Begin Record set

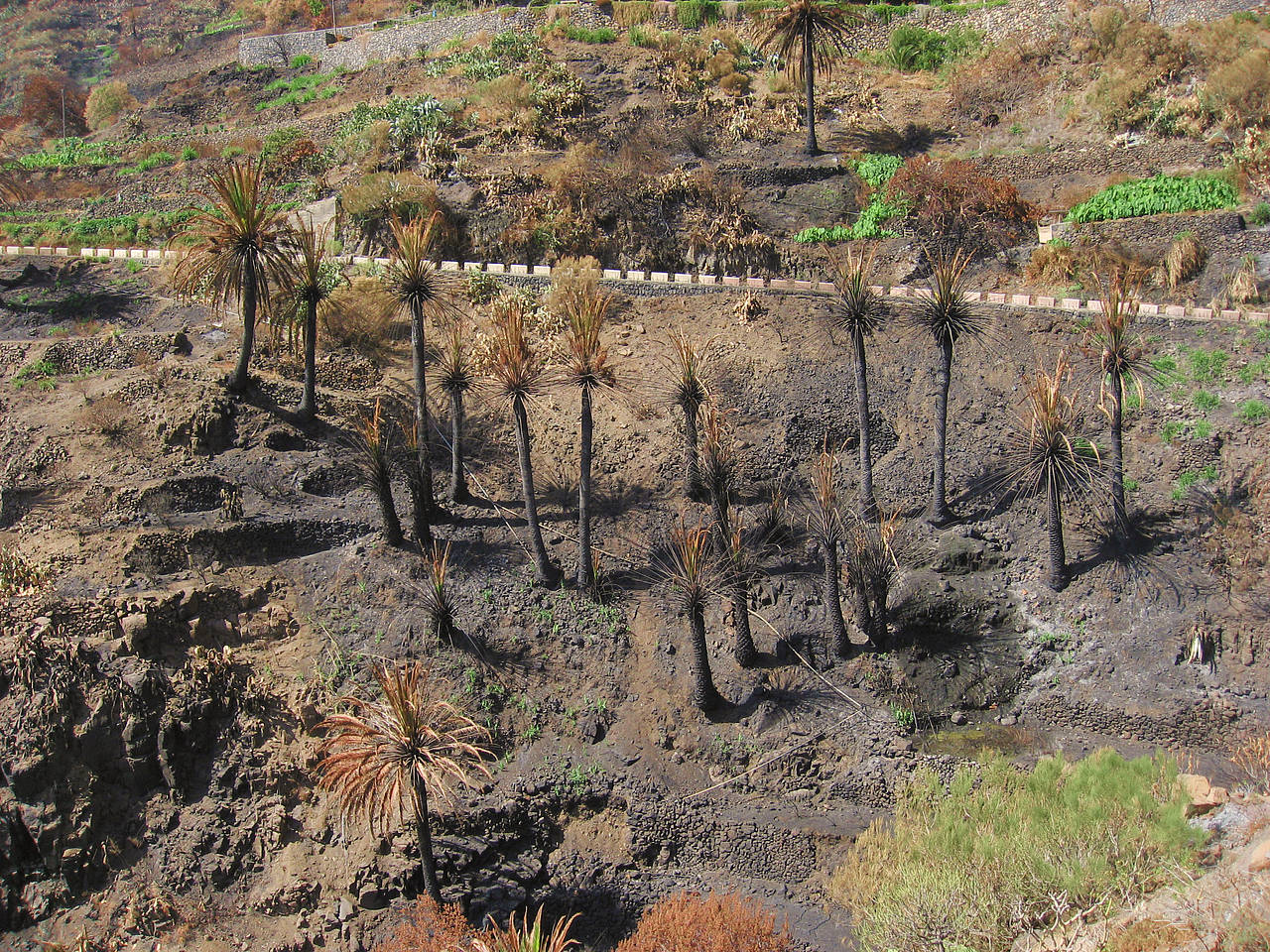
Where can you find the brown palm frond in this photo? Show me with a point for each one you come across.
(825, 512)
(456, 365)
(372, 754)
(783, 30)
(413, 278)
(856, 309)
(437, 603)
(948, 315)
(1111, 340)
(717, 451)
(686, 563)
(239, 235)
(518, 372)
(1049, 444)
(587, 365)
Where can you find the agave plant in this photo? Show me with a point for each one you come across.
(372, 444)
(386, 758)
(518, 377)
(312, 290)
(808, 36)
(1051, 453)
(425, 291)
(527, 937)
(717, 475)
(825, 525)
(456, 373)
(1121, 361)
(860, 313)
(590, 371)
(690, 394)
(694, 574)
(240, 250)
(437, 603)
(948, 316)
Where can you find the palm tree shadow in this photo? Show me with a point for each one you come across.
(1137, 552)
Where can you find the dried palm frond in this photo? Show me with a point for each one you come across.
(372, 756)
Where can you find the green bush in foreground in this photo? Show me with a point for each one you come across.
(1157, 195)
(976, 867)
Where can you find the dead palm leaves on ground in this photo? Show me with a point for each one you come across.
(385, 758)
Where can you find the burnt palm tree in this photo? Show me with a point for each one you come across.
(456, 375)
(689, 393)
(590, 371)
(386, 758)
(948, 316)
(1051, 453)
(719, 475)
(693, 575)
(425, 291)
(808, 36)
(518, 377)
(825, 525)
(875, 553)
(1120, 354)
(313, 289)
(858, 312)
(372, 444)
(240, 252)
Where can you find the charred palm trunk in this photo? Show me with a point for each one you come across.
(743, 649)
(457, 477)
(544, 571)
(864, 613)
(867, 503)
(1116, 453)
(810, 75)
(833, 601)
(240, 377)
(427, 862)
(388, 508)
(879, 635)
(308, 408)
(585, 566)
(1057, 556)
(691, 461)
(939, 493)
(425, 503)
(705, 696)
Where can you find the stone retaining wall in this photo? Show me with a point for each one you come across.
(671, 282)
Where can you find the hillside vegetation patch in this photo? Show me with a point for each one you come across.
(1021, 851)
(1159, 194)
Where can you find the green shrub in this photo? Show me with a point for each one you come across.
(978, 866)
(693, 14)
(913, 49)
(1254, 411)
(1159, 194)
(1206, 400)
(642, 37)
(587, 35)
(107, 102)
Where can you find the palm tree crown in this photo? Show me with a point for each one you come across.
(241, 246)
(384, 758)
(808, 36)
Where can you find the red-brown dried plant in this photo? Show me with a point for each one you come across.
(689, 921)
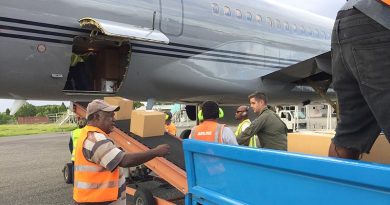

End Record set

▸ **Aim**
Copy every row above that contains the word "tree", with each row in full. Treat uppercase and lowercase letters as different.

▸ **Response for this exercise**
Where can you find the palm tree shadow in this photo? Show me with a point for each one you come across.
Where can you find the burnt palm tree in this photo? Show me with a point for each one you come across.
Where can you find the palm tree crown in this photo? Show me with a point for each one you come across.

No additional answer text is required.